[Point labeling entries]
<<<<

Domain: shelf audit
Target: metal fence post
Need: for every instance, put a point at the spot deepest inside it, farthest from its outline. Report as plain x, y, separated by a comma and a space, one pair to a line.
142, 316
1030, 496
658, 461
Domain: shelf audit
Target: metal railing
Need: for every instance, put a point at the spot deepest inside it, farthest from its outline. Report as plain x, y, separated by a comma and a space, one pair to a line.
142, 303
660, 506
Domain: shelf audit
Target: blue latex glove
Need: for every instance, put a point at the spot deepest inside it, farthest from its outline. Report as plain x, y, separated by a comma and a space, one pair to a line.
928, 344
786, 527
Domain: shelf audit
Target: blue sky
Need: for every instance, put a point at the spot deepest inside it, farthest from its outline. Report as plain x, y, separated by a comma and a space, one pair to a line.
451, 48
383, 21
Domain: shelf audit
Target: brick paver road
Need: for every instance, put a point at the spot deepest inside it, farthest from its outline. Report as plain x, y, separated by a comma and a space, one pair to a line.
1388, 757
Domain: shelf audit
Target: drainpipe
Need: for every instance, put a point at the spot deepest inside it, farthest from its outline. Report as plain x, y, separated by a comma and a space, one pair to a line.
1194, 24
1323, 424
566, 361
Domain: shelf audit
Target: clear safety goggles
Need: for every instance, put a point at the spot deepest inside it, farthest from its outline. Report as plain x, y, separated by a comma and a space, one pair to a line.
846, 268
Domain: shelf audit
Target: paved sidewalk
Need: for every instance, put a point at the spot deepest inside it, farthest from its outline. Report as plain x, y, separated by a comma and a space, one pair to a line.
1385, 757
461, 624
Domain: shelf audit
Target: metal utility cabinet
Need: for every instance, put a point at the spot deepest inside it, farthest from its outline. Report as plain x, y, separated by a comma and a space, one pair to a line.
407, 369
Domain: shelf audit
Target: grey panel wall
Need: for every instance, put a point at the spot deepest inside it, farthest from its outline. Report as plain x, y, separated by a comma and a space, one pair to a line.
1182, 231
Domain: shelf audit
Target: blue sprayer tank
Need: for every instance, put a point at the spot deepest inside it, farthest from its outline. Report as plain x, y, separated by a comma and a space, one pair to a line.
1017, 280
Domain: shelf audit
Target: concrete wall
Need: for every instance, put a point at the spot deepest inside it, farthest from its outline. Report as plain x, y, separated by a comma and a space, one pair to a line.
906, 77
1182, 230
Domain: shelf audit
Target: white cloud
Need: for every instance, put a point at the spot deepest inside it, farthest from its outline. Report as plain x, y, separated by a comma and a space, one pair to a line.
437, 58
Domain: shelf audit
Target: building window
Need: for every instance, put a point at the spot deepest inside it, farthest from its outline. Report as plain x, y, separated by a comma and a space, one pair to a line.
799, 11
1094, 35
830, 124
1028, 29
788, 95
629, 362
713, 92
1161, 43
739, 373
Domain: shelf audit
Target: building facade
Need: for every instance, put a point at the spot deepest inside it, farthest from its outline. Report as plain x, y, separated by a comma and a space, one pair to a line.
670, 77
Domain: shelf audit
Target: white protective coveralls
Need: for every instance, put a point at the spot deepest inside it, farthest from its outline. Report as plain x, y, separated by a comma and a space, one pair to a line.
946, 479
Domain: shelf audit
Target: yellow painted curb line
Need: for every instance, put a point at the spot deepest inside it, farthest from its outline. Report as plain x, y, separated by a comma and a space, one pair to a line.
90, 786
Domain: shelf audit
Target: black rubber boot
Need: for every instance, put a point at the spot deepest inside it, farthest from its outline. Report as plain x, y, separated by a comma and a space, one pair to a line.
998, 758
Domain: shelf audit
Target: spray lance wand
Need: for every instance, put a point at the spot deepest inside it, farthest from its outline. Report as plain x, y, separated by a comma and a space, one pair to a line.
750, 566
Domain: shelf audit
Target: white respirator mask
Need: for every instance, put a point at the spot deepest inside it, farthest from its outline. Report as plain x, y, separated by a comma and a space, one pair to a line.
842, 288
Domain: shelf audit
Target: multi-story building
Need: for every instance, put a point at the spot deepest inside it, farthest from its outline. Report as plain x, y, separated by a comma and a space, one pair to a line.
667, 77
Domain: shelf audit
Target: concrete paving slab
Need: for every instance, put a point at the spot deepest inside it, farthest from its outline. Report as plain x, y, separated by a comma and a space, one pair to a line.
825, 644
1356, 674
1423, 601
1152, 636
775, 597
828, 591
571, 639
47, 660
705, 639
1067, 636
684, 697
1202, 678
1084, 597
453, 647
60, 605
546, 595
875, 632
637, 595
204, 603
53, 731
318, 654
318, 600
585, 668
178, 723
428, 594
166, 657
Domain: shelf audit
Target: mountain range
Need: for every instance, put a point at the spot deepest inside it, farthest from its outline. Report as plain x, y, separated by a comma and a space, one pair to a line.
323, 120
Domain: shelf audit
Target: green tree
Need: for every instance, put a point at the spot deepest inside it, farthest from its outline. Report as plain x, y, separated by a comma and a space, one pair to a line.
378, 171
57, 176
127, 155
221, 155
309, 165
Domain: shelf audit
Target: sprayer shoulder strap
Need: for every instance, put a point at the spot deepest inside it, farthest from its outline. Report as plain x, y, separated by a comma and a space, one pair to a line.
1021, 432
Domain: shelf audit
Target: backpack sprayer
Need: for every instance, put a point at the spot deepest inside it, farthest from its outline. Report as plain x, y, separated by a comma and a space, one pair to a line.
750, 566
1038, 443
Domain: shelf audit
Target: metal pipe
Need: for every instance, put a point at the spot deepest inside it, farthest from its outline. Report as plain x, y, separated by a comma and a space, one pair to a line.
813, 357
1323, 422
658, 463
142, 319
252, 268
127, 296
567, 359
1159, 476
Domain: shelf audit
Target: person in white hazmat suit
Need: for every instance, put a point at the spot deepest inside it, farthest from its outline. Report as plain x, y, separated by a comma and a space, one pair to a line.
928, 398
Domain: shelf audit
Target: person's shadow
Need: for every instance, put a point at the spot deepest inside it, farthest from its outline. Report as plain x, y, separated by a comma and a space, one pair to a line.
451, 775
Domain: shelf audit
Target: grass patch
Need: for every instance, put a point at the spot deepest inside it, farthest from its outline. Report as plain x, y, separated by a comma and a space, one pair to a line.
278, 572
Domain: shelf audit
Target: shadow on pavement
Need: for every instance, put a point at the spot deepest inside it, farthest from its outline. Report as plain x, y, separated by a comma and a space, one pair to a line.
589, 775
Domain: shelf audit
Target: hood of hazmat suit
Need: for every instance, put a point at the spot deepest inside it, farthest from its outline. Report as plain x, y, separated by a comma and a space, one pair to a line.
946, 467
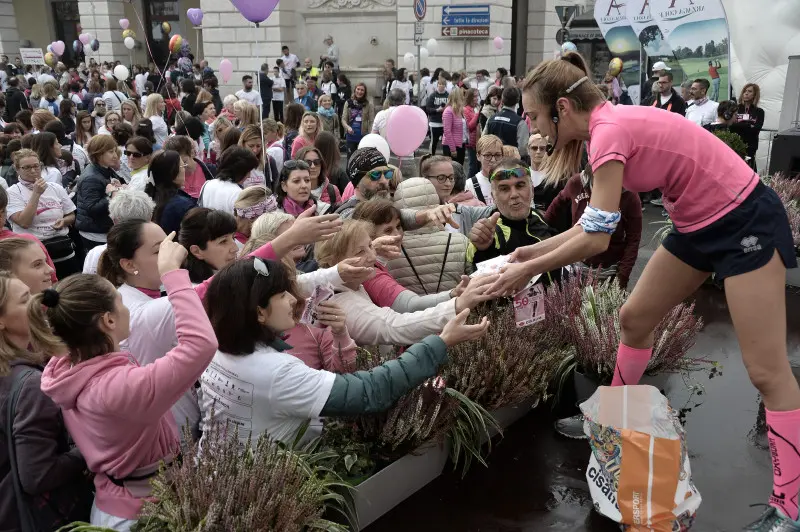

>>>>

TASK:
Please find each line in the entries that contains the string "hazmat", and copy those lines out in full.

ANSWER:
Target: person in white hazmat suit
Target: hood of hazmat suit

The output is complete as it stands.